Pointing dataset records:
++++++++++

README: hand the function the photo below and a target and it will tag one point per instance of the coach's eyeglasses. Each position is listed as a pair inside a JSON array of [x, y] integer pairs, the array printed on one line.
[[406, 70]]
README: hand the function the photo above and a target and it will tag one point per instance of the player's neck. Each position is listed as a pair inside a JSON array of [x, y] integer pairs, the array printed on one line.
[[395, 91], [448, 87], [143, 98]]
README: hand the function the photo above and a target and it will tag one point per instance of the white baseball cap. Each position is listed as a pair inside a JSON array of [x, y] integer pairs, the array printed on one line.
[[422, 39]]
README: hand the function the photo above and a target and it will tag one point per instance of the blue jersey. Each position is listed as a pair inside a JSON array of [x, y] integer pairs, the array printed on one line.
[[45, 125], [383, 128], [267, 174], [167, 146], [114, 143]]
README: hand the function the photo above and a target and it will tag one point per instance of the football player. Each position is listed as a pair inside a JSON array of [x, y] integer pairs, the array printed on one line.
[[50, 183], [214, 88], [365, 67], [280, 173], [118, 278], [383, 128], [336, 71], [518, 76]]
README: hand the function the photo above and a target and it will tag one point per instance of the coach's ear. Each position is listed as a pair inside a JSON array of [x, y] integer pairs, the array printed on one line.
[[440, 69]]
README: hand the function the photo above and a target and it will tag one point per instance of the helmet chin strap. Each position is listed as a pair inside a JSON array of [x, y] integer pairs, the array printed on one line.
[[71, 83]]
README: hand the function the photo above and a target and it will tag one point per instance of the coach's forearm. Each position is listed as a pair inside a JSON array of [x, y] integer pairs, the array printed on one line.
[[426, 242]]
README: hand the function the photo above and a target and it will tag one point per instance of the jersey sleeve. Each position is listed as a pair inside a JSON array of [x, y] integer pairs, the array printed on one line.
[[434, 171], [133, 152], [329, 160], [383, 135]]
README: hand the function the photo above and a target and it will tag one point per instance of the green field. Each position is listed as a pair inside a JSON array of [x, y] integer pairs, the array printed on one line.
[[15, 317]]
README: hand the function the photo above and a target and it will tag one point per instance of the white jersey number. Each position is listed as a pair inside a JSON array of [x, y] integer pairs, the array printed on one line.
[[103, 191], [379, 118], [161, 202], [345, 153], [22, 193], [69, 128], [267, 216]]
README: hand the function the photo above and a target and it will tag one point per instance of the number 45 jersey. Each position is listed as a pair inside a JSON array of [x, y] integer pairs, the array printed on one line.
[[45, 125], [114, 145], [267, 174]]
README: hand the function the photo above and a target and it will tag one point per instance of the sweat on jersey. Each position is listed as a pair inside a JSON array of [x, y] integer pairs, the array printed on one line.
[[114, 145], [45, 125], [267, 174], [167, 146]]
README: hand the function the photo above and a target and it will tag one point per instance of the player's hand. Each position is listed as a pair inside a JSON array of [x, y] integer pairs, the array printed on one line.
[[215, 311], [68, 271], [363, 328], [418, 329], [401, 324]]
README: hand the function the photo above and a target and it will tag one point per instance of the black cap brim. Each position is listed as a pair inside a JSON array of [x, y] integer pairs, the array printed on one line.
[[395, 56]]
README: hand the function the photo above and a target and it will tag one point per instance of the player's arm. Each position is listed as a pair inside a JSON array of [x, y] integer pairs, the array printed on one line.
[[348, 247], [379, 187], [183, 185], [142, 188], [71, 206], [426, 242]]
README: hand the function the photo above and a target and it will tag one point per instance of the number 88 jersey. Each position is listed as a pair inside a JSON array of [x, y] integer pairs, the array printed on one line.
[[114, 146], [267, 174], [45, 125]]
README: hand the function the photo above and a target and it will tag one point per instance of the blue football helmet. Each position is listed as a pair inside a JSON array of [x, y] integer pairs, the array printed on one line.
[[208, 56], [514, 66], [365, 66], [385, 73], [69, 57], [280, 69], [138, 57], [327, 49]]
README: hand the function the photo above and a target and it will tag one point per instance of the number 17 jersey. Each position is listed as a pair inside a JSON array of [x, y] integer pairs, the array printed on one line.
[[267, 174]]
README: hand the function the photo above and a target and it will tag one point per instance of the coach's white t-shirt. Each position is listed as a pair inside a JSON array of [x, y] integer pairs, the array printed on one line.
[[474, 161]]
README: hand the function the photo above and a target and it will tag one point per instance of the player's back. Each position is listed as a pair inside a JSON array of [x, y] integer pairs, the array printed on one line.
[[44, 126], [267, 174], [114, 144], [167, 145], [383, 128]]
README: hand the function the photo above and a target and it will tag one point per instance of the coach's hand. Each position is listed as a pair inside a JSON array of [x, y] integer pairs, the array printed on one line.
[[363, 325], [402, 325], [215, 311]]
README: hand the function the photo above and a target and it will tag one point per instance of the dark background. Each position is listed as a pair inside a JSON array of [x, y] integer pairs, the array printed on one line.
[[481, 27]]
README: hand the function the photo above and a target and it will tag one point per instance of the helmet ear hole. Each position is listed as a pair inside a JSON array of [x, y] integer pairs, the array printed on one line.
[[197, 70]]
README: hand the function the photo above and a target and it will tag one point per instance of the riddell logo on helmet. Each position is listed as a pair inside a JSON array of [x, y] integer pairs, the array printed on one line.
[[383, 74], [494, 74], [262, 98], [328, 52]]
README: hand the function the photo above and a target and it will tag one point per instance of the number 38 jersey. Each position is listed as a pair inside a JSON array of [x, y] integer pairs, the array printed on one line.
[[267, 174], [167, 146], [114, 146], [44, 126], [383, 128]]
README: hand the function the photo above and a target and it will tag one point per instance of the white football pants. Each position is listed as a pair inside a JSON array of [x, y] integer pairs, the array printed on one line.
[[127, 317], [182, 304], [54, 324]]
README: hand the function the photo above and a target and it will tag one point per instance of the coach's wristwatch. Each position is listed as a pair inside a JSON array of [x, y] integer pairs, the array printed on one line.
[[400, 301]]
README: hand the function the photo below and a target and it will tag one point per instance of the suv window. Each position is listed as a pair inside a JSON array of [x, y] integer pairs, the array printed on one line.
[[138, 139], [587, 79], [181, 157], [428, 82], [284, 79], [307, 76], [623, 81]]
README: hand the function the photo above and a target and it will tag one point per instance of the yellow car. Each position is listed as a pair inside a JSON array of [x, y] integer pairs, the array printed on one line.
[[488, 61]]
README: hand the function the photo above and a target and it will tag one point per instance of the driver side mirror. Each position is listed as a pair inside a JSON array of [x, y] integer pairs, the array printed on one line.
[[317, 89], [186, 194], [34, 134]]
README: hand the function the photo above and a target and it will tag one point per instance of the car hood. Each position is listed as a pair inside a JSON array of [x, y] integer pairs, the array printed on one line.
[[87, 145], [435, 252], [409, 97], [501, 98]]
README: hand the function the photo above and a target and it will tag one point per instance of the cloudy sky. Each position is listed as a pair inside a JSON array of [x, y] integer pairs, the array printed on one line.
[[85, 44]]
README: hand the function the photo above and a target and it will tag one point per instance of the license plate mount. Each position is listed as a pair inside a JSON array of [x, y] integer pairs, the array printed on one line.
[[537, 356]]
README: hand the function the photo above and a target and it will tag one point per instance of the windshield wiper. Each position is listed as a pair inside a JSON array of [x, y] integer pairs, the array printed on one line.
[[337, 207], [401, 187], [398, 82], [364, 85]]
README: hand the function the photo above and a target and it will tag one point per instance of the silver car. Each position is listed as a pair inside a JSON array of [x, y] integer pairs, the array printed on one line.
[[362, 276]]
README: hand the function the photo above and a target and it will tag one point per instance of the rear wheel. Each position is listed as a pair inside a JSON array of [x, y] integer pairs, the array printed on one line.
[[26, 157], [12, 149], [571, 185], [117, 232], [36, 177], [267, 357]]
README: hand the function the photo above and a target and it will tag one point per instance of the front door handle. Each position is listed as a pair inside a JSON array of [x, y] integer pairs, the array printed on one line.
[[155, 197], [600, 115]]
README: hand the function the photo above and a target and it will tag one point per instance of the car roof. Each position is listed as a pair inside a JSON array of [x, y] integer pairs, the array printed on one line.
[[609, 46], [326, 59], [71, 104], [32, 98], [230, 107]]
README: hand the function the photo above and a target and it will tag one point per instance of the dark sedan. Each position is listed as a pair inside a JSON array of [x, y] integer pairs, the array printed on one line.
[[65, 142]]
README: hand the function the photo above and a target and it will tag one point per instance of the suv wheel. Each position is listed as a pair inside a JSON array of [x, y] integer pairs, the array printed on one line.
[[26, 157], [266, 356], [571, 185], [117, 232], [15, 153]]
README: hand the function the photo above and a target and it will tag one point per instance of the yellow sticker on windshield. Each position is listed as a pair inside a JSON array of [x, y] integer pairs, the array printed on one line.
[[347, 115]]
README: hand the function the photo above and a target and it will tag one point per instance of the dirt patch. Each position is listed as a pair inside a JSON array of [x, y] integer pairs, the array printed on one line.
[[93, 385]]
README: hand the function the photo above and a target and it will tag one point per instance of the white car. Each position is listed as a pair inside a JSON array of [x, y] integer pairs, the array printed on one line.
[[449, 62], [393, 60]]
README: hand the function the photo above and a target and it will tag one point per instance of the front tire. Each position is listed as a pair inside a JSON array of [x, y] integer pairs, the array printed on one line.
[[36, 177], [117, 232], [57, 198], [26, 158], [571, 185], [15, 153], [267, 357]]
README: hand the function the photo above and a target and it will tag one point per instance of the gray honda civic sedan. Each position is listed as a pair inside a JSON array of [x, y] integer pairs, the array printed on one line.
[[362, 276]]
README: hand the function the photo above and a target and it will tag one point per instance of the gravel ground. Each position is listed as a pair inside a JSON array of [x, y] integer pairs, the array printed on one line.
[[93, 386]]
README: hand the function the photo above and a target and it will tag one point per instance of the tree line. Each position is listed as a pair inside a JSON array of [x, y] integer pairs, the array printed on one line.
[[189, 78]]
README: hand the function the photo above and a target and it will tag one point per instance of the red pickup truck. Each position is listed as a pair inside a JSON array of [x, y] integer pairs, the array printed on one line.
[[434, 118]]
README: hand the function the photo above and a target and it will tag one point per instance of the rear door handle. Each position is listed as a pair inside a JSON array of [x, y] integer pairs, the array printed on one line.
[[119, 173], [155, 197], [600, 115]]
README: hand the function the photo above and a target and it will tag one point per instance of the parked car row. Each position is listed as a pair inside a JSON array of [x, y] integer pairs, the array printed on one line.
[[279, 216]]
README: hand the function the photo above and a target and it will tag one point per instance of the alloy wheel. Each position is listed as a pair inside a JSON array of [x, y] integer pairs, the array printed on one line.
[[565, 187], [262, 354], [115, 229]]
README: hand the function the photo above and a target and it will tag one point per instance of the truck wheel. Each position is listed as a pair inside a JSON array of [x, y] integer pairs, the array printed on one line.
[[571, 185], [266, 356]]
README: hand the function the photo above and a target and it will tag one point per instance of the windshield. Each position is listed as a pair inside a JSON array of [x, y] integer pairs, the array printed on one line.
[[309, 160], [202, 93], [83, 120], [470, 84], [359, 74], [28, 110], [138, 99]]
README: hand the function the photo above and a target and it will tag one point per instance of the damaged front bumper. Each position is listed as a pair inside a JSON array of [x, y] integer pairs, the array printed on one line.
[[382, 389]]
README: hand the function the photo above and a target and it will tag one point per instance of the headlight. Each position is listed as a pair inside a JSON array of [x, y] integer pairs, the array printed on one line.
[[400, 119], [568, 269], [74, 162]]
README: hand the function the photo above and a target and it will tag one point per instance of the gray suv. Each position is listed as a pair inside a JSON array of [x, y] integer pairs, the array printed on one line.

++++++++++

**Work required:**
Quote word for word the lines of the records between the line containing "the number 38" and the line containing "[[127, 317], [182, 304], [54, 324]]", inclusive.

**Output of the exercise:**
README: hand the function the photo above and a target and it will tag one point per instance of the number 38 jersey. Each position is listed as a pair inside a JSON array of [x, y] integer pairs, the array printed on one line.
[[267, 174], [167, 146], [114, 146], [44, 126], [383, 128]]
README: hand the function the photo above and a target and it will tag one point per instance of the white football pants. Each position is listed as a pair inside a JSON array of [x, y] integer pairs, the array printed on one line.
[[127, 317], [182, 304], [54, 324]]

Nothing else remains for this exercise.